→ Excerpt:
I would like to apologize well in advance for any religious toes I step on. If it's any consolation, I am stepping on my own religion as well, and I will do my best to not be unnecessarily mean to anyone else. Just remember, it's all a game.

I've been reading what I believe to be the Necronomicon, which was published in 1980 (according to the preface, after being recovered in a bookshop in Harlem). I chalk this up entirely to fun and interesting fiction, but they did open up with some excellent insight between Lovecraft, Aleister Crowley and the Sumerian religion. What I found fascinating is how easily these things fit in with the Earthdawn/Shadowrun creation story. I will attempt to bring these four different stories together, so lets see how I do. I have tried to do additional research into Sumerian creation stories, but there isn't as much available online as I'd like. As there are multiple stories, I've taken what I can from the stories that agree the most. I hope to end up with something you GMs can use to tie your horror stories into real myths, and get a good source of additional information from other sources you really couldn't use before.

→ Collected material:
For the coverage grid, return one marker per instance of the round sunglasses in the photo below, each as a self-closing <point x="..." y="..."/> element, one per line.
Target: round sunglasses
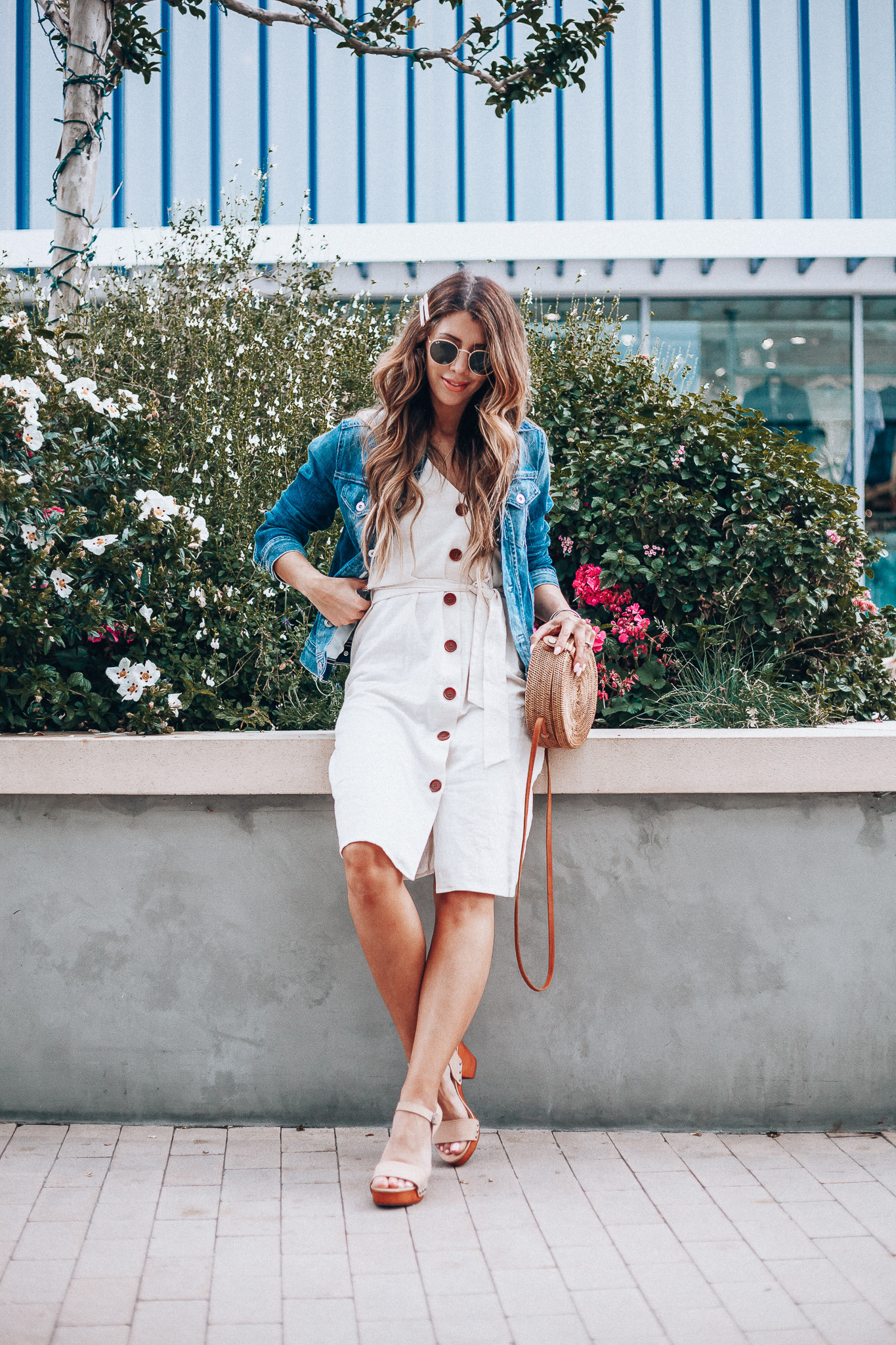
<point x="445" y="353"/>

→ Instruction 1: Decide whether each statement agrees with the excerpt, answering yes or no and quoting the deciding words: (a) The book the writer is reading was published in 1980. (b) The writer found plenty of Sumerian creation material online. (c) The writer regards the book as fiction.
→ Instruction 2: Answer from the excerpt: (a) Where was the book recovered, according to its preface? (b) How many different stories does the writer attempt to bring together? (c) Who does the writer hope can use the result?
→ Instruction 3: Please retype the excerpt from "I would like" up to and including "all a game.".

→ Correct result 1:
(a) Yes: "which was published in 1980"
(b) No: "there isn't as much available online as I'd like"
(c) Yes: "I chalk this up entirely to fun and interesting fiction"

→ Correct result 2:
(a) In a bookshop in Harlem
(b) Four
(c) GMs

→ Correct result 3:
I would like to apologize well in advance for any religious toes I step on. If it's any consolation, I am stepping on my own religion as well, and I will do my best to not be unnecessarily mean to anyone else. Just remember, it's all a game.